[start]
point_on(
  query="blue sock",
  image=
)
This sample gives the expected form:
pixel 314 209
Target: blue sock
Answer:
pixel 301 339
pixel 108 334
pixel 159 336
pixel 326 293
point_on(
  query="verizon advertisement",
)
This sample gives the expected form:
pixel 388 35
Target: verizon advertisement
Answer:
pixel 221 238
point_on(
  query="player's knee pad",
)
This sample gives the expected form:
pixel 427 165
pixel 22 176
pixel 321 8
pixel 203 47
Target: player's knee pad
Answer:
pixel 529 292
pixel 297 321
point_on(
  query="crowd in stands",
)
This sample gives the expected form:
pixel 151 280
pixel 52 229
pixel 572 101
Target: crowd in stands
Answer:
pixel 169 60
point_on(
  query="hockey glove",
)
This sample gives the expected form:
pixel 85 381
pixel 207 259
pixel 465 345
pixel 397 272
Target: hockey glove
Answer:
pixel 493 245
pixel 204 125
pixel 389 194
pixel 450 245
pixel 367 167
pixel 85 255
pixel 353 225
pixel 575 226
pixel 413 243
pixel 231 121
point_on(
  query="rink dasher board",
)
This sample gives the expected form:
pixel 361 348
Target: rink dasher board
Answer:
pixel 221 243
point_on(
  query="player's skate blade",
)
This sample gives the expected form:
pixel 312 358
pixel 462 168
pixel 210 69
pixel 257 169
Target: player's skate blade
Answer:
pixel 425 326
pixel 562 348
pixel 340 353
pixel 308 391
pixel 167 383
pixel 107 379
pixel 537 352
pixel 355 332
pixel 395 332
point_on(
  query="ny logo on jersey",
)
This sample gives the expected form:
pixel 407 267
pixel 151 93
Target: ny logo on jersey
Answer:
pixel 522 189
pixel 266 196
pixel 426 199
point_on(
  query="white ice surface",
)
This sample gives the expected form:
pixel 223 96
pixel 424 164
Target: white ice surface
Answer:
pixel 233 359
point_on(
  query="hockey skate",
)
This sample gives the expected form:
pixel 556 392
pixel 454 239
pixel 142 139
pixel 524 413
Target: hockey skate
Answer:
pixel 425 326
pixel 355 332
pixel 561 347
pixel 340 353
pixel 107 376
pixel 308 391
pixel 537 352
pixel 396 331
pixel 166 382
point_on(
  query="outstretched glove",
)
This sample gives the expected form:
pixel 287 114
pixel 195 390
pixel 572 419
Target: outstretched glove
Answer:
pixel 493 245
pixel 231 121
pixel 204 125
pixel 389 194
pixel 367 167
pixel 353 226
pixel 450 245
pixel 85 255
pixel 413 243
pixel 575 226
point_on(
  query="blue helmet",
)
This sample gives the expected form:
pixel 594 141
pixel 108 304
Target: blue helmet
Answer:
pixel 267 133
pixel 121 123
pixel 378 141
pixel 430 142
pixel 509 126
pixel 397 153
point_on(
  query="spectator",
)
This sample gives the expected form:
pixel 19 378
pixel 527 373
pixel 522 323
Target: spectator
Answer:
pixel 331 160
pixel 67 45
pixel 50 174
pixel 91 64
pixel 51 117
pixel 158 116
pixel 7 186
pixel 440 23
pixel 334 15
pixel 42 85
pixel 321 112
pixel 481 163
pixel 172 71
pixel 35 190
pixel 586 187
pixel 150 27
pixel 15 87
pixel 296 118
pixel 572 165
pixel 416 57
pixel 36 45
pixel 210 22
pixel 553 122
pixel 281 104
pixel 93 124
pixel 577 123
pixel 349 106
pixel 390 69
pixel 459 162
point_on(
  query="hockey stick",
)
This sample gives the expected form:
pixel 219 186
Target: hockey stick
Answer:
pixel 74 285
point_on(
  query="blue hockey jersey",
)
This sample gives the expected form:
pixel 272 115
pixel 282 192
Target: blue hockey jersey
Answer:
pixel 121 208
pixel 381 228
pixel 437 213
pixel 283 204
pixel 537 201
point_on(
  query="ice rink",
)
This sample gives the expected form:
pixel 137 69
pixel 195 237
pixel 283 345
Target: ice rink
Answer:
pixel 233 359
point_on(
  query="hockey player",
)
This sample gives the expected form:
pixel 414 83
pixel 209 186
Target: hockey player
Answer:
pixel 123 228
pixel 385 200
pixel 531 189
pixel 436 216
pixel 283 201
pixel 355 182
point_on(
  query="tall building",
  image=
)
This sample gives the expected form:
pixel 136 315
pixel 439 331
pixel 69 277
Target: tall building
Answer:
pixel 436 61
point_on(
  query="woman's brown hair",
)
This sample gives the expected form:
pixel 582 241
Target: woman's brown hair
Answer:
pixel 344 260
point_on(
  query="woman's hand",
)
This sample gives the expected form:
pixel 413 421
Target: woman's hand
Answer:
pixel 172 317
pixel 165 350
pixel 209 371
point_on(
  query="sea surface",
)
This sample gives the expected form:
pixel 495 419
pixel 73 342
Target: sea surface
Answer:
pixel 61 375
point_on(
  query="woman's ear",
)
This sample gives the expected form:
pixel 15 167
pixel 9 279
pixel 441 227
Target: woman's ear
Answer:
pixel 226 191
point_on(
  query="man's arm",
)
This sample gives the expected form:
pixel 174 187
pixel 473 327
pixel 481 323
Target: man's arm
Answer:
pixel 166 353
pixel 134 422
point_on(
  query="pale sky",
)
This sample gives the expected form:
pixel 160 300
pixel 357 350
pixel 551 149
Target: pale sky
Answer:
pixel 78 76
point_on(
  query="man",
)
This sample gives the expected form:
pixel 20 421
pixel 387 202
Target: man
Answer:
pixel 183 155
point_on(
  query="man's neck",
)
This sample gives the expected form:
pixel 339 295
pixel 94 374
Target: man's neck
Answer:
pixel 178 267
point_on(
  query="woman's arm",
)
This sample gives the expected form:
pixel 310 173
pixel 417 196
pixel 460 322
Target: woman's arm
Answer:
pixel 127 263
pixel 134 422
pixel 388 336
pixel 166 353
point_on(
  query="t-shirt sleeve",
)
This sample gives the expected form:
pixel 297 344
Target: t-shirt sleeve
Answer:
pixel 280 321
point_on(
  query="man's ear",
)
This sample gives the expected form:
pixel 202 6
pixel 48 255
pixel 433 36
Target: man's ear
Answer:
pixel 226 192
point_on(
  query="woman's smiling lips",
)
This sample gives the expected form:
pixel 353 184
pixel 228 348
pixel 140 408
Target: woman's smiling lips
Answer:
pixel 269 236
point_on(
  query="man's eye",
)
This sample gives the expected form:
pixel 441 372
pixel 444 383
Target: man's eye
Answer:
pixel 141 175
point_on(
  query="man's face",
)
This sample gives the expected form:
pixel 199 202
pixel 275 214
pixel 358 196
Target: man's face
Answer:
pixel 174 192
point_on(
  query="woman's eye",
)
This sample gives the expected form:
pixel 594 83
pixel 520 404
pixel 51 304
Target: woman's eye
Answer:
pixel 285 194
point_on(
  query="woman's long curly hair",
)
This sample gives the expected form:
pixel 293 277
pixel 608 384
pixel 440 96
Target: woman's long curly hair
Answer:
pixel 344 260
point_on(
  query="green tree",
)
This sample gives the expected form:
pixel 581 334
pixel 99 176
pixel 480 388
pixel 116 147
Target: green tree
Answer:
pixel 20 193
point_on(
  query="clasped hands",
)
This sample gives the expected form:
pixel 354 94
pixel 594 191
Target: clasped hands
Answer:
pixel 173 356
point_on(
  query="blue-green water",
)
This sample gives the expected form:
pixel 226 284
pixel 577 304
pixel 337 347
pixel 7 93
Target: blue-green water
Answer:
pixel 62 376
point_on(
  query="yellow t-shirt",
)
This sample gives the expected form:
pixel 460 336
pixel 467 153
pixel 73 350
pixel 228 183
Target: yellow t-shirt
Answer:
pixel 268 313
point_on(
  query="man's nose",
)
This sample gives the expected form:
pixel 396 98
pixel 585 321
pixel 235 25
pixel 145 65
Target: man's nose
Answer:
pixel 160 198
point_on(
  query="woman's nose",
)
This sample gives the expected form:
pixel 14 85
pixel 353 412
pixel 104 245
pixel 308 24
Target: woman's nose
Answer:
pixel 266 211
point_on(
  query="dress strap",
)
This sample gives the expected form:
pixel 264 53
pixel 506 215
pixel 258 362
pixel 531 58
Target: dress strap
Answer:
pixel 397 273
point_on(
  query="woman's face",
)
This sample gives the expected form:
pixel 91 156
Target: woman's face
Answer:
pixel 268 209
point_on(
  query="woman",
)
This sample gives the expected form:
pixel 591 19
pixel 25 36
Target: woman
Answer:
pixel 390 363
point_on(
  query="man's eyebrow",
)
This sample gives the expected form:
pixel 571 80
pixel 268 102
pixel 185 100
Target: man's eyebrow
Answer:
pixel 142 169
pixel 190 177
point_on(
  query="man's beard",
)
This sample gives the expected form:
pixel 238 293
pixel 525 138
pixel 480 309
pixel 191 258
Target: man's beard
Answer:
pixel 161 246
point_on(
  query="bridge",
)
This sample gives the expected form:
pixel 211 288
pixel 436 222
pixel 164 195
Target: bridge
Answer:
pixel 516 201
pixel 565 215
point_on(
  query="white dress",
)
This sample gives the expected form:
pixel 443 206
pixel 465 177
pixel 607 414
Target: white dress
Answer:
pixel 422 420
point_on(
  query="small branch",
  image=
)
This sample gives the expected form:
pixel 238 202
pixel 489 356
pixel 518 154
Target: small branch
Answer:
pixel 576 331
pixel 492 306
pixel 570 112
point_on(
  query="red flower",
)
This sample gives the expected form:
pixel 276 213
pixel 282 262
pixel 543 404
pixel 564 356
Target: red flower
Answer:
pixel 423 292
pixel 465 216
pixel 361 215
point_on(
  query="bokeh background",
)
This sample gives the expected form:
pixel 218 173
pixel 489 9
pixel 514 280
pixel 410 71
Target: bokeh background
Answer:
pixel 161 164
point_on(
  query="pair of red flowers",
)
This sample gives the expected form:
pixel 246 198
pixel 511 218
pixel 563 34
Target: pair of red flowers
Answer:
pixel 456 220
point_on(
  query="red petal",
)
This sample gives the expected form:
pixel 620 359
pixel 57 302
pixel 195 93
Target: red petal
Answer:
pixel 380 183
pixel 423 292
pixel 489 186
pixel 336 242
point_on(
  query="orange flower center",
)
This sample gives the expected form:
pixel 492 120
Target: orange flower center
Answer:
[end]
» **OBJECTIVE**: Locate every line in the entries above that contains the string “curly” and copy each of those lines.

» **EXERCISE RESULT**:
  query="woman's long curly hair",
Target: woman's long curly hair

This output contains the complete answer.